▶ WHAT IS BEING ASKED
How many lines in the records below contain the word "yellow"? Reply with the number alone.

▶ PROVIDED DATA
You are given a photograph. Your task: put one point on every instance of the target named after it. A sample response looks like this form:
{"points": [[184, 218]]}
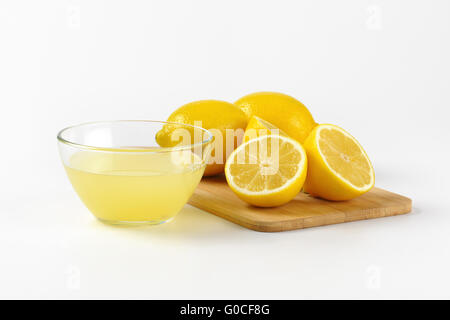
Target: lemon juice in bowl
{"points": [[131, 185]]}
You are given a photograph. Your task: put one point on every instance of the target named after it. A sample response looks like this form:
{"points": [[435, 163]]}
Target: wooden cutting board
{"points": [[213, 195]]}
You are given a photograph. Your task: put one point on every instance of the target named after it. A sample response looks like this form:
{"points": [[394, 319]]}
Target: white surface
{"points": [[380, 69]]}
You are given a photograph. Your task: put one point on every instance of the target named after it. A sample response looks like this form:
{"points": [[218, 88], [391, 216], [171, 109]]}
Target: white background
{"points": [[380, 69]]}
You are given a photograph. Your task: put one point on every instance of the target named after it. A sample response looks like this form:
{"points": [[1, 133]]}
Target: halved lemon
{"points": [[338, 166], [259, 127], [267, 171]]}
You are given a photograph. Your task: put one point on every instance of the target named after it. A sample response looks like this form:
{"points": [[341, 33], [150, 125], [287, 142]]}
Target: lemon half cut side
{"points": [[339, 168], [267, 171]]}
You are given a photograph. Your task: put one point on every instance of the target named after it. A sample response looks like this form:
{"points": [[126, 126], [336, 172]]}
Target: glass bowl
{"points": [[124, 177]]}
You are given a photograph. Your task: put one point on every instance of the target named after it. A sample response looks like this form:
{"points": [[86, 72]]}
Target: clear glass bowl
{"points": [[123, 176]]}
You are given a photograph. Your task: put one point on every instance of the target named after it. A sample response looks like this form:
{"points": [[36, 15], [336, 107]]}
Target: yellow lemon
{"points": [[281, 110], [338, 166], [259, 127], [223, 119], [267, 171]]}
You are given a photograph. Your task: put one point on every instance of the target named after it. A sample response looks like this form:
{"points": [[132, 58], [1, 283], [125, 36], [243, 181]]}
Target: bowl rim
{"points": [[209, 139]]}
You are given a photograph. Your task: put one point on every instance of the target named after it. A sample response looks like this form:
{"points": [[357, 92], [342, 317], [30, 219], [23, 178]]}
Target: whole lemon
{"points": [[222, 118], [281, 110]]}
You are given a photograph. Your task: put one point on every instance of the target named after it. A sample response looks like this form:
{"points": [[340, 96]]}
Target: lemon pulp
{"points": [[267, 171]]}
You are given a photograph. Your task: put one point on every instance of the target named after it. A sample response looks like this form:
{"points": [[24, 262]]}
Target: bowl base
{"points": [[134, 223]]}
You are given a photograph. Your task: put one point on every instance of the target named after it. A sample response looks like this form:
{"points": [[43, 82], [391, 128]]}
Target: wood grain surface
{"points": [[213, 195]]}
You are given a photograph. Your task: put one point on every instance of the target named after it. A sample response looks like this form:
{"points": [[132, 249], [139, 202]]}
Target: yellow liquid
{"points": [[135, 187]]}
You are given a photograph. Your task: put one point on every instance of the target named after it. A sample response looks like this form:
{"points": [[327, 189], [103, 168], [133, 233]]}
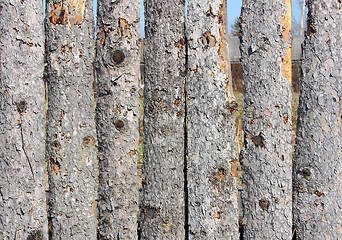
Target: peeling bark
{"points": [[118, 74], [22, 121], [162, 198], [71, 136], [213, 210], [318, 157], [266, 157]]}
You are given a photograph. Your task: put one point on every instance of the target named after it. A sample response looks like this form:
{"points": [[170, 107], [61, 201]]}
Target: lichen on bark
{"points": [[317, 161], [117, 114], [70, 130], [266, 157], [212, 189], [22, 121]]}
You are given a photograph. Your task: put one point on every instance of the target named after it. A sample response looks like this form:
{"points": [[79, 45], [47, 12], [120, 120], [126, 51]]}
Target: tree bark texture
{"points": [[266, 157], [212, 184], [318, 157], [163, 204], [71, 134], [22, 121], [118, 74]]}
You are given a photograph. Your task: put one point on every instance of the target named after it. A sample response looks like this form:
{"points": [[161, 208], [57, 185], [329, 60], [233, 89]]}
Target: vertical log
{"points": [[22, 121], [117, 114], [318, 158], [267, 154], [162, 196], [71, 135], [212, 156]]}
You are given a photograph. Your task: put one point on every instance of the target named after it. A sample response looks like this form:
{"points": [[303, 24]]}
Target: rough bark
{"points": [[71, 134], [212, 156], [318, 158], [22, 121], [162, 214], [118, 74], [266, 156]]}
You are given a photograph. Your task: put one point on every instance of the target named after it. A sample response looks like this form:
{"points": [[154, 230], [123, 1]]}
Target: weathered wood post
{"points": [[212, 156], [162, 199], [318, 158], [22, 121], [117, 117], [71, 136], [267, 153]]}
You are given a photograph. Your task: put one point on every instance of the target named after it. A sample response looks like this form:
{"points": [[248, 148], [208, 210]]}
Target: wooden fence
{"points": [[84, 148]]}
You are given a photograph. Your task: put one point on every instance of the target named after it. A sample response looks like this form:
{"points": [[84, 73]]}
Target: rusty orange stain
{"points": [[68, 12], [287, 20], [124, 28]]}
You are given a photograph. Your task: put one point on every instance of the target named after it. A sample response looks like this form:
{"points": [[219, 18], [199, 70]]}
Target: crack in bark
{"points": [[23, 147]]}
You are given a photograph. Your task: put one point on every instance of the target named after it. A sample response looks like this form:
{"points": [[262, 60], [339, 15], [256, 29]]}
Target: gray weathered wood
{"points": [[162, 198], [71, 136], [318, 158], [22, 121], [117, 117], [212, 156], [266, 157]]}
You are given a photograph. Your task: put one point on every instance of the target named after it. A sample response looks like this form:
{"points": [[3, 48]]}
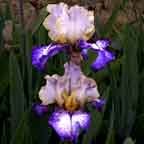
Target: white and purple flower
{"points": [[72, 91]]}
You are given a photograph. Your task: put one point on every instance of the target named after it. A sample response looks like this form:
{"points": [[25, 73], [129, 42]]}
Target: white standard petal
{"points": [[47, 93], [69, 25]]}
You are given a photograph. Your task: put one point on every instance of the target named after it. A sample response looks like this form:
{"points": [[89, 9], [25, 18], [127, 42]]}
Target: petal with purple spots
{"points": [[68, 126]]}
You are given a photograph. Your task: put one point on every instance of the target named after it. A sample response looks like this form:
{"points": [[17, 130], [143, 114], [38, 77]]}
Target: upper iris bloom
{"points": [[69, 29], [69, 24]]}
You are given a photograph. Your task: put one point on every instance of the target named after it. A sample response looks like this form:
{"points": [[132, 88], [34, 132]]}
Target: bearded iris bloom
{"points": [[70, 27]]}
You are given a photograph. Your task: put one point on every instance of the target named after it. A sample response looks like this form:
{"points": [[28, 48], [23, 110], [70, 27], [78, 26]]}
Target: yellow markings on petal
{"points": [[70, 102]]}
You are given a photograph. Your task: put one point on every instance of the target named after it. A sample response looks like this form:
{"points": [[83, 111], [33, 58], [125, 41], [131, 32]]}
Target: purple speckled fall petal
{"points": [[41, 54], [68, 126], [100, 44]]}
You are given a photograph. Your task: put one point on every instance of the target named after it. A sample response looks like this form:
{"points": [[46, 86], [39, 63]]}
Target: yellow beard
{"points": [[70, 102]]}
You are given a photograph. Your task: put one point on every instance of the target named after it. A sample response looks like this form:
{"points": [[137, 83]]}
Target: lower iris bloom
{"points": [[70, 119]]}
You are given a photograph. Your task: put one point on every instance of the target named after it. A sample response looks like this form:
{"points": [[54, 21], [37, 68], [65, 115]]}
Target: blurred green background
{"points": [[121, 83]]}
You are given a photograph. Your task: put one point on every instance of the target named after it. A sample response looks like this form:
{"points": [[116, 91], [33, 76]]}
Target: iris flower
{"points": [[68, 27]]}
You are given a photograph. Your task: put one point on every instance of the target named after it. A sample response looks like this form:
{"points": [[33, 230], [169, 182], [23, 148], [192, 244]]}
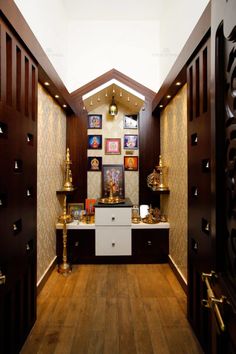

▶ RESPONSE TO THE EXERCISE
4